(Stored entries)

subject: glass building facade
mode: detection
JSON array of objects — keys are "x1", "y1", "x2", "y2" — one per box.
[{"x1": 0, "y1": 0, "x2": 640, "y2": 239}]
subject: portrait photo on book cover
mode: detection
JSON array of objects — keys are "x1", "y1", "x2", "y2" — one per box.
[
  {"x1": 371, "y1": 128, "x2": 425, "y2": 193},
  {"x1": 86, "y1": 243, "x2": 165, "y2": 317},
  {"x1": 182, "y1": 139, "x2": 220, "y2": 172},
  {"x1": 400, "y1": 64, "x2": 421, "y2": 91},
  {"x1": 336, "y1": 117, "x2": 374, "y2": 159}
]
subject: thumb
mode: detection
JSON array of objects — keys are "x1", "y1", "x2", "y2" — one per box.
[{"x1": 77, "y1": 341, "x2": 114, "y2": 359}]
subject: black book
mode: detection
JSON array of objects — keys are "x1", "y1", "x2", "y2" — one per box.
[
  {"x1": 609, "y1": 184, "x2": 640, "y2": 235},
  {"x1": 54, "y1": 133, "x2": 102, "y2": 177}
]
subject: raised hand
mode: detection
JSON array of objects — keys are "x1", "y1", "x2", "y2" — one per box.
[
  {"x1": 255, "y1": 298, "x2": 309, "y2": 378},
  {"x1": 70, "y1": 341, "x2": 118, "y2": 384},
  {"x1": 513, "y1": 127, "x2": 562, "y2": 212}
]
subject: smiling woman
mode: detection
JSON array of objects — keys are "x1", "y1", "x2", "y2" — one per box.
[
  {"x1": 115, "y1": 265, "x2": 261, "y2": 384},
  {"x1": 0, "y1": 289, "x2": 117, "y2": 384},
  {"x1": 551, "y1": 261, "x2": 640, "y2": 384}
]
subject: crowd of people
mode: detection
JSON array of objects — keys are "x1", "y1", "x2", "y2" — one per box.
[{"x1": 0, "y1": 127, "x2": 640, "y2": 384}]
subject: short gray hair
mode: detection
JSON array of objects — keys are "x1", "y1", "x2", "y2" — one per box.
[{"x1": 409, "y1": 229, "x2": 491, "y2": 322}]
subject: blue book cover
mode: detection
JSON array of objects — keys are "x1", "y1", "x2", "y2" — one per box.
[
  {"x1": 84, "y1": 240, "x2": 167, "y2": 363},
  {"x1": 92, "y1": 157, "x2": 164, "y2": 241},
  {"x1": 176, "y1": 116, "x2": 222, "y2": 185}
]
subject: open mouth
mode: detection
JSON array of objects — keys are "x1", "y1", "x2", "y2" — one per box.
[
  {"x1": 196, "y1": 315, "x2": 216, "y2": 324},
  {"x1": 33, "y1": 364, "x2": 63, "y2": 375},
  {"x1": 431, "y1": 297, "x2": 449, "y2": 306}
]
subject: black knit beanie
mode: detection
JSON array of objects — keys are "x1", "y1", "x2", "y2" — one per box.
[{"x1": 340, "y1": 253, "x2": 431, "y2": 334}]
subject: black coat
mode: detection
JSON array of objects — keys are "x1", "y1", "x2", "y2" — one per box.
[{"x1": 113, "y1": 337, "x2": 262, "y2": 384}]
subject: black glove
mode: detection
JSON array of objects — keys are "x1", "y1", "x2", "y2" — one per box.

_DIRECTIVE_
Reproduce the entries above in full, changing each instance of "detection" to "localization" and keeping everything else identical.

_COMPLETED EXERCISE_
subject: glass building facade
mode: localization
JSON array of objects — keys are "x1", "y1", "x2", "y2" — one per box.
[{"x1": 0, "y1": 0, "x2": 640, "y2": 239}]
subject: portrait photo on book cover
mode: localization
JSON array of objects — keys are "x1", "y1", "x2", "y2" — one per box.
[
  {"x1": 371, "y1": 128, "x2": 425, "y2": 193},
  {"x1": 86, "y1": 243, "x2": 165, "y2": 317},
  {"x1": 182, "y1": 139, "x2": 220, "y2": 172},
  {"x1": 400, "y1": 64, "x2": 421, "y2": 91},
  {"x1": 336, "y1": 117, "x2": 374, "y2": 159}
]
subject: thumb
mode: localization
JSON array of objects — keys are "x1", "y1", "x2", "y2" — one per box.
[{"x1": 77, "y1": 341, "x2": 114, "y2": 359}]
subject: black book
mode: localization
JSON array of objects — keys are "x1", "y1", "x2", "y2" — one per box.
[
  {"x1": 609, "y1": 184, "x2": 640, "y2": 235},
  {"x1": 54, "y1": 133, "x2": 102, "y2": 177}
]
subject: raised hand
mode: localization
JSON array of objects — keys are "x1", "y1", "x2", "y2" — one per box.
[
  {"x1": 255, "y1": 298, "x2": 309, "y2": 378},
  {"x1": 70, "y1": 341, "x2": 118, "y2": 384},
  {"x1": 513, "y1": 127, "x2": 562, "y2": 212}
]
subject: smiling woman
mode: localization
JSON array of objects — keys are "x1", "y1", "x2", "y2" — one per box.
[
  {"x1": 115, "y1": 265, "x2": 261, "y2": 384},
  {"x1": 0, "y1": 289, "x2": 117, "y2": 384},
  {"x1": 551, "y1": 261, "x2": 640, "y2": 384}
]
subject: crowd of people
mode: localization
JSON array of objects — keys are "x1", "y1", "x2", "y2" — one per box.
[{"x1": 0, "y1": 127, "x2": 640, "y2": 384}]
subject: short gray hair
mode: localization
JSON array of objects — keys are "x1", "y1", "x2", "y2" — one per box.
[{"x1": 409, "y1": 229, "x2": 491, "y2": 322}]
subject: blue book cover
mode: localization
JSON array of objects — keys are "x1", "y1", "x2", "y2" — one per box.
[
  {"x1": 84, "y1": 240, "x2": 167, "y2": 363},
  {"x1": 92, "y1": 157, "x2": 164, "y2": 241},
  {"x1": 176, "y1": 116, "x2": 222, "y2": 185}
]
subject: open mouth
mode: localization
JSON array of objects — keys are "x1", "y1", "x2", "y2" — one per box.
[
  {"x1": 196, "y1": 315, "x2": 216, "y2": 324},
  {"x1": 33, "y1": 364, "x2": 63, "y2": 375},
  {"x1": 431, "y1": 297, "x2": 449, "y2": 306}
]
subject: black knit beanie
mode: localization
JSON array of objects — keys are "x1", "y1", "x2", "y2" — one per box.
[{"x1": 340, "y1": 253, "x2": 431, "y2": 334}]
subject: black coat
mode: localization
JSON array of objects — keys are "x1", "y1", "x2", "y2" — one per box.
[{"x1": 113, "y1": 337, "x2": 262, "y2": 384}]
subject: black glove
mode: localization
JSON array of objects — keys are "x1", "y1", "x2", "y2" — one per box.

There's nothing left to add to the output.